*** STUDY MATERIAL
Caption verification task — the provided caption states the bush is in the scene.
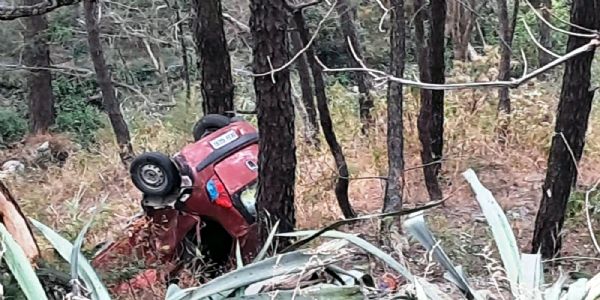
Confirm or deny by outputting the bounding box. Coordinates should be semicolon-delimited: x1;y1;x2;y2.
0;108;27;146
52;76;105;147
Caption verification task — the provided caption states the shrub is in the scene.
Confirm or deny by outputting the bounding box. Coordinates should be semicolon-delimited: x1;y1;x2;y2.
0;108;27;146
52;76;105;147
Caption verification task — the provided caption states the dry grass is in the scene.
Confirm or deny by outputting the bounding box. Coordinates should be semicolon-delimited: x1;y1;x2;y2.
2;49;600;296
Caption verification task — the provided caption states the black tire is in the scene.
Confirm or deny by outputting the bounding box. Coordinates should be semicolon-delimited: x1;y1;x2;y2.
130;152;180;196
193;114;231;141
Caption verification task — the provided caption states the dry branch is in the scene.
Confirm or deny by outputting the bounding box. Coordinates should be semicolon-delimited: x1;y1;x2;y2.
316;38;600;90
0;180;40;262
0;0;80;20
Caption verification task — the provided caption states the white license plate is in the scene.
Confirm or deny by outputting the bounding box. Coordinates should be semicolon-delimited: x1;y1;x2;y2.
209;130;239;149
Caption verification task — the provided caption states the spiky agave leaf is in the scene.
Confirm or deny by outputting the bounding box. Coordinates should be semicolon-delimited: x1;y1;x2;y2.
462;169;522;292
167;239;350;300
30;219;110;300
0;223;48;300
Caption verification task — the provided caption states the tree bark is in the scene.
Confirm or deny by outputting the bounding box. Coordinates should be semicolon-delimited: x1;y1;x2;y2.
83;0;134;164
192;0;234;116
23;0;55;134
446;0;475;61
430;0;446;175
531;0;600;258
251;0;297;246
294;11;356;218
415;0;443;202
335;0;374;134
290;28;320;146
383;0;405;213
538;0;554;67
496;0;519;116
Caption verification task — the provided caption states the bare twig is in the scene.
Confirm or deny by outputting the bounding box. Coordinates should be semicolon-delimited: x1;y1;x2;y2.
245;1;337;77
373;0;390;32
222;12;250;33
522;19;561;58
540;6;598;34
584;180;600;256
316;38;600;90
524;0;598;39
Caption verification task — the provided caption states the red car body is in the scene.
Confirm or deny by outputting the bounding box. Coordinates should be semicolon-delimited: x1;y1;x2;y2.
92;119;260;282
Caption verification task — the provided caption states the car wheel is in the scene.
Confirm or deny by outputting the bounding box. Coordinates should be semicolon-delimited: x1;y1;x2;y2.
130;152;180;196
193;114;231;141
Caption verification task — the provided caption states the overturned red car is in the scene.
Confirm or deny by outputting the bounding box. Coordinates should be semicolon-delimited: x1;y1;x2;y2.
92;114;260;284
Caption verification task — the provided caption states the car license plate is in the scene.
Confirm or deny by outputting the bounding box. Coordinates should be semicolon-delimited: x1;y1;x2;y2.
209;130;239;149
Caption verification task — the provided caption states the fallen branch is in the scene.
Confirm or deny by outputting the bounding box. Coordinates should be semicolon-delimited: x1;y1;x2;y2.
0;180;40;262
0;0;81;20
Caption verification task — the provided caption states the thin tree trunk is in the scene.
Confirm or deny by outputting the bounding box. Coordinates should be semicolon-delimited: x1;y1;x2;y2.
23;0;55;134
446;0;475;61
83;0;134;165
193;0;234;115
290;28;320;146
173;2;191;102
496;0;520;142
496;0;519;114
538;0;554;67
415;0;443;202
383;0;405;213
251;0;297;247
335;0;374;134
531;0;599;258
430;0;446;179
294;11;356;218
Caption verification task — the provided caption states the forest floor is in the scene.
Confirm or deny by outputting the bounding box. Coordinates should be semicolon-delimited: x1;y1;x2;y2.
2;57;600;297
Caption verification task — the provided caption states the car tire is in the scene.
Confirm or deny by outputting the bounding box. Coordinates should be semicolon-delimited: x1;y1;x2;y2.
193;114;231;141
130;152;180;196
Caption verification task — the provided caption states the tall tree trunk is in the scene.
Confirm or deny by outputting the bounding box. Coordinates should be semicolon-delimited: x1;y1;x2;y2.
538;0;554;67
531;0;600;258
290;28;320;146
430;0;446;179
446;0;475;61
83;0;134;164
496;0;519;117
415;0;443;202
251;0;297;246
174;3;191;102
335;0;374;134
294;11;356;218
193;0;234;115
23;0;55;134
383;0;405;213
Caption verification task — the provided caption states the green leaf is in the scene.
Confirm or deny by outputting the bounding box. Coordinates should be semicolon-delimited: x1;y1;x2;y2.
403;213;482;300
566;278;588;300
253;220;279;263
279;230;453;299
30;219;111;300
0;223;48;300
168;240;348;300
233;285;364;299
462;169;522;290
544;271;567;300
519;253;543;299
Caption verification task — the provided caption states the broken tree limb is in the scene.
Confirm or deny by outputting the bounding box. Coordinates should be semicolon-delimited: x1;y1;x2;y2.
0;0;81;20
0;180;40;262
******
## EXERCISE GOAL
If pictures appear in the data, do not print them; repeat the rest exactly.

## EXERCISE SOLUTION
Caption verification task — the provided caption states the bush is in the scene.
Confirm or deny by outputting the bounding box. Coordinates should be semicolon-delimited: x1;y1;x2;y2.
0;108;27;146
52;76;105;147
Caption verification task — the provided caption states the shrub is in the scene.
Confirm or deny by outputting the bounding box. Coordinates should be semicolon-delimited: x1;y1;x2;y2.
0;108;27;146
52;76;105;147
Caption verification task — the provided caption states the dry grass is in the scene.
Confirm or deny by outputting the bounding box. Coordinates should be semicolon-delimited: x1;y1;x2;y2.
2;49;600;296
Caption verification task — the provided caption states the black tire is in the scene.
Confirm or deny by outputting the bounding box. Coordinates should be semicolon-delimited: x1;y1;x2;y2.
130;152;180;196
193;114;231;141
Caption verification task — the provided caption states the dry branch is in the scene.
Confirm or deny by outputting the bounding box. Coordinates should be semicolon-delimited: x1;y1;x2;y2.
316;38;600;90
0;180;40;262
0;0;80;20
Caption verification task — the provided caption states the white license plate is in the scene.
Confirm or deny by outputting the bounding box. Coordinates should be semicolon-delimited: x1;y1;x2;y2.
209;130;239;149
Caption verification task — the provided caption states the spiky agave leaf is in the scene.
Confirm or deny by outputting the bounding box. Coordinates should be semicolon-delimited: x1;y1;x2;y2.
462;169;522;292
167;239;350;300
30;219;110;300
0;223;48;300
Caption verification task — the provided caption states the tree bark is in the scene.
Confirm or deny by outputting the bounding box. Coordinates should be semicolon-delimited: x1;y1;x2;y2.
83;0;134;164
192;0;234;116
23;0;55;134
446;0;475;61
430;0;446;175
531;0;600;258
251;0;297;246
294;11;356;218
415;0;443;202
335;0;374;134
290;28;320;146
383;0;405;213
538;0;554;67
496;0;519;116
Caption verification task — the provided caption states the bare twig is in the scene.
Confirm or deny by outputting the bounding box. Coordinates should be semicolon-delimited: x1;y1;x2;y2.
245;1;337;77
373;0;390;32
222;12;250;33
522;19;561;58
540;6;598;34
584;180;600;256
316;38;600;90
524;0;598;39
Caption verification task — the provided caption states the red car body is in the scene.
Confirm or deny by outputting the bounding box. Coordinates should be semicolon-delimited: x1;y1;x2;y2.
92;119;260;282
Caption verification task — the provided caption states the car wheel is in the scene.
Confirm or deny by outputting the bounding box. Coordinates should be semicolon-delimited: x1;y1;x2;y2.
130;152;180;196
193;114;231;141
Caption verification task — the provided caption states the overturned red car is in the scene.
Confirm or deny by outputting the bounding box. Coordinates should be semicolon-delimited: x1;y1;x2;y2.
92;114;260;284
Caption verification task — the provided caption states the car license plate is in the scene.
Confirm or deny by outputting the bounding box. Coordinates should be semicolon-delimited: x1;y1;x2;y2.
209;130;239;149
Caption verification task — the provided caption states the fallen branch is in the scene.
Confirm or deny by outputting the bounding box. Coordinates should be semicolon-delimited: x1;y1;x2;y2.
0;180;40;262
0;0;81;20
Caption verification task — the provided caption states the thin tree trunk is in the scene.
Confirm or deny by outputting the bounding box. Coordinates should be semicolon-delimited: x1;y1;x2;y2.
23;0;55;134
446;0;475;61
83;0;134;165
193;0;234;115
290;28;320;146
173;2;191;102
496;0;520;142
496;0;519;114
538;0;554;67
415;0;443;202
383;0;405;213
251;0;297;247
335;0;374;134
531;0;599;258
430;0;446;179
294;11;356;218
Caption verification task — the provided caption states the forest floor is in the scene.
Confirm or deny by outputting the bounding box. Coordinates should be semicolon-delimited: x1;y1;x2;y2.
2;57;600;297
Caption verification task — the provided caption states the car tire is in the scene.
Confirm or deny by outputting the bounding box. Coordinates should be semicolon-delimited: x1;y1;x2;y2.
193;114;231;141
130;152;180;196
Caption verification task — the provided caption states the tall tree trunk is in the scene.
Confirm or deny by outputting the bounding box. Coordinates should be semicolon-delimited: x1;y1;x2;y2.
538;0;554;67
531;0;600;258
290;28;320;146
430;0;446;179
446;0;475;61
83;0;134;164
496;0;519;117
415;0;443;202
251;0;297;246
174;3;191;102
335;0;374;134
294;11;356;218
193;0;234;115
23;0;55;134
383;0;405;213
Caption verification task — the provided caption states the green leaf is in the scene.
Confirm or deny by outputting the bounding box. Coordinates should be semicolon-delimited: x1;y1;x2;y2.
403;213;482;300
566;278;588;300
253;220;279;263
279;230;453;299
30;219;111;300
0;223;48;300
168;240;348;300
233;285;364;299
462;169;522;290
544;271;567;300
519;253;543;299
Caption verification task — the provided caption states the broken tree limb is in the scene.
Confirm or deny by outputting the bounding box. Coordinates should be semicolon-delimited: x1;y1;x2;y2.
0;0;81;20
0;180;40;262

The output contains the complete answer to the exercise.